Problem to work on
Render the following material again verbatim, leaving nothing out.

Given records
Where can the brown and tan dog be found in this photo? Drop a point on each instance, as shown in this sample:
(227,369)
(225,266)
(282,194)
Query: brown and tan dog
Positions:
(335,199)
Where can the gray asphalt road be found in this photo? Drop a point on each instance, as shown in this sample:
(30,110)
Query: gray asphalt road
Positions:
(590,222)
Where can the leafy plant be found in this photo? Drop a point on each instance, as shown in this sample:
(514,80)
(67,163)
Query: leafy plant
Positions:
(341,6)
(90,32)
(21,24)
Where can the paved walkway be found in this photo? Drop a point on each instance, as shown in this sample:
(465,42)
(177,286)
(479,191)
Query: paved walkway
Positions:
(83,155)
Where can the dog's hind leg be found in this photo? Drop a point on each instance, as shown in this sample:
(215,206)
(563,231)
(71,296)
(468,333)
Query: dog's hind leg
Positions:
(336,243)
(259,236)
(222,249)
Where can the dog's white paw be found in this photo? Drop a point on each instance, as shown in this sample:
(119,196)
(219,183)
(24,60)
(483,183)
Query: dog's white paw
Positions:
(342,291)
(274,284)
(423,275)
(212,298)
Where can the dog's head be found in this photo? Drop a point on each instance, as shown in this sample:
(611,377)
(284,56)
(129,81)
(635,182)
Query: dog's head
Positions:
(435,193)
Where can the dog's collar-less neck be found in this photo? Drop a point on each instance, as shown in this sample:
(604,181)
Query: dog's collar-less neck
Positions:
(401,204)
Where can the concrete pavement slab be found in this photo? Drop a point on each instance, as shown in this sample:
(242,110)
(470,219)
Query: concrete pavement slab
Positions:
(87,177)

Response to this task
Where can the brown and tan dog be found in this photo? Drop a point on each instance, as shown in this sample:
(227,369)
(225,266)
(282,194)
Query: brown and tan dog
Positions:
(335,199)
Where can the gray asphalt road be found in this photo? Drop a point on each instance, as shown in this sample:
(30,110)
Query: gray asphalt road
Positions:
(590,222)
Where can the leafy plant be found in this photo? Drop a point on each instance, as shown in this sample:
(514,80)
(67,163)
Query: leafy plant
Positions:
(341,6)
(90,32)
(21,24)
Where can the paved walkway be found in this photo? Drop a point on each instance, as shown in this sample:
(465,42)
(177,286)
(479,191)
Query: paved walkway
Positions:
(83,155)
Where can the dog's hind leg be found in this photo? Drop a point on each instance, as shown in this sample:
(215,206)
(563,231)
(71,296)
(468,333)
Query: dog's hind leg
Positions:
(336,243)
(259,236)
(222,249)
Where can the dog's white paw be found in this photo? Drop a point on each instance, as shown in this sample:
(119,196)
(219,183)
(24,60)
(483,183)
Query: dog's white paw
Positions:
(342,291)
(274,284)
(423,275)
(212,298)
Where can the dog's head be found in this photo? Drop a point on each instance, as shown in this sample:
(611,377)
(284,56)
(129,81)
(635,182)
Query: dog's head
Positions:
(435,193)
Where can the dog's collar-less neck be found in this photo? Drop a point on each instance, as shown in this sample:
(604,181)
Query: dog's collar-less neck
Positions:
(401,204)
Where can the concrete pavement slab be found in this photo? Drop a point on each instance, as shown in this sample:
(242,110)
(470,219)
Query: concrete pavement slab
Positions:
(87,177)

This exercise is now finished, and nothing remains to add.